*** Opening of Supplied entries ***
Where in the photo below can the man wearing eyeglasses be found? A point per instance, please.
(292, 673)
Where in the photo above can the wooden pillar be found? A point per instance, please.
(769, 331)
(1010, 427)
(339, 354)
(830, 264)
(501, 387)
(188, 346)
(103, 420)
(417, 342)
*** Close of Supplied entries ***
Work order - An exact copy of the data is needed.

Task solution -
Where in the photo below can the man wearing eyeglasses be found? A point per instance, please.
(292, 673)
Where in the photo above can the wooden pillar be found? A point per instance, please.
(769, 331)
(1010, 427)
(339, 354)
(830, 264)
(501, 387)
(188, 346)
(103, 420)
(417, 342)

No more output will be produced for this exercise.